Reading text
As Australia's relationship with Indonesia falters, the country fortifies friendship with India as it supports India's membership to the Nuclear Supplier's Group.

Both countries signed an agreement for Australia to sell its uranium to India. Australia is known to own one of the largest uranium reserves globally.

Foreign Minister for Australia, Julie Bishop, said that the nuclear agreement with India was done in good faith and that Prime Minister Tony Abbott had granted the selling of uranium to India.

In the next few decades, India is intending to increase its nuclear power component to 25 per cent with all the energy sources (nuclear power generation capacity to 20,000 megawatts by 2020). Fortunately, NSG members - U.S., UK, France and Russia - had also agreed to sell India their civilian nuclear technology.

Australia and India are also in talks about beginning a free trade agreement. Ms Bishop said that if the free trade agreement ensued, it will be beneficial both for Australia and India.

Salman Khurshid, external affairs minister for India, said that both parties agreed to Mr Abbott visiting India by 2014 to start negotiations on a free trade agreement.

Both countries also entered a mutual agreement to increase air connectivity with Air India which is slated to begin offering direct flights to Sydney and Melbourne. On the other hand, Air Australia will also be launching direct flights to India.

Mr Khurshid said that his country is looking forward for more and stable business relations with Australia. He said that many Indian companies plan to invest in Australia.

Entries supplied
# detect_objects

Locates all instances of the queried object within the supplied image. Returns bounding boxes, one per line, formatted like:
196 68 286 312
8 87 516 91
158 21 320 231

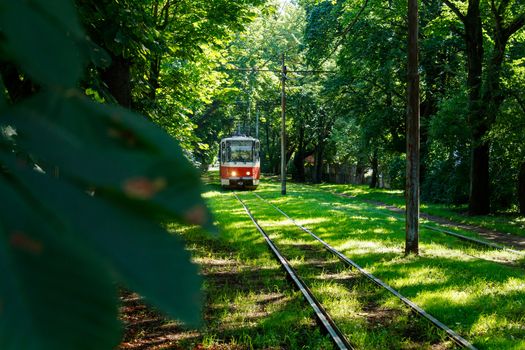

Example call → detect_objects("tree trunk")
518 162 525 215
469 141 490 215
148 55 161 101
0 62 38 103
102 51 132 108
292 125 306 182
313 144 324 184
370 149 379 188
443 0 525 215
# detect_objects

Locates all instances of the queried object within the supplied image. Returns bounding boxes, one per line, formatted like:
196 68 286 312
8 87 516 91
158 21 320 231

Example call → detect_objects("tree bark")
518 162 525 215
370 149 379 188
0 62 38 103
443 0 525 215
313 143 324 184
102 51 132 108
292 125 306 182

Exercise tasks
**1)** In the article on Australia–India relations, what nuclear power generation capacity does India aim to reach by 2020?
**2)** For each statement, decide whether the article on Australia–India relations agrees with it, and quote the deciding words.
(a) Air India is to begin direct flights to Sydney and Melbourne.
(b) Salman Khurshid is Australia's foreign minister.
(c) The U.S., UK, France and Russia had agreed to sell India their civilian nuclear technology.
**3)** Write the next paragraph of the article on Australia–India relations, beginning after its final sentence.

Answers given
**1)** 20,000 megawatts.

**2)**
(a) Yes: "Air India which is slated to begin offering direct flights to Sydney and Melbourne."
(b) No: "Salman Khurshid, external affairs minister for India."
(c) Yes: "NSG members - U.S., UK, France and Russia - had also agreed to sell India their civilian nuclear technology."

**3)**
As for security cooperation, navies from India and Australia are scheduled to hold joint exercises. Both countries also agreed for cooperation for counter-terrorism and cyber security.

Australia is also opening its arms to Indian students who want to pursue higher education. The Abbott government had opened a new programme which allows Indians to work as an intern with any business company in Australia.

During the joint press conference, Mr Khurshid was asked if India fears being spied on by Australia as it what it allegedly did with Indonesia.

Mr Khurshid expressed optimism.

"We have trust, we have a very fulsome working relationship. I do understand that periodically between nations issues arise and are sometimes blown out of proportion, sometimes based on the act of an individual, sometimes on systemic failures, but... it is for nations bilaterally to settle these issues. We know each other and will work together for a better future for our respective people," Mr Khurshid said.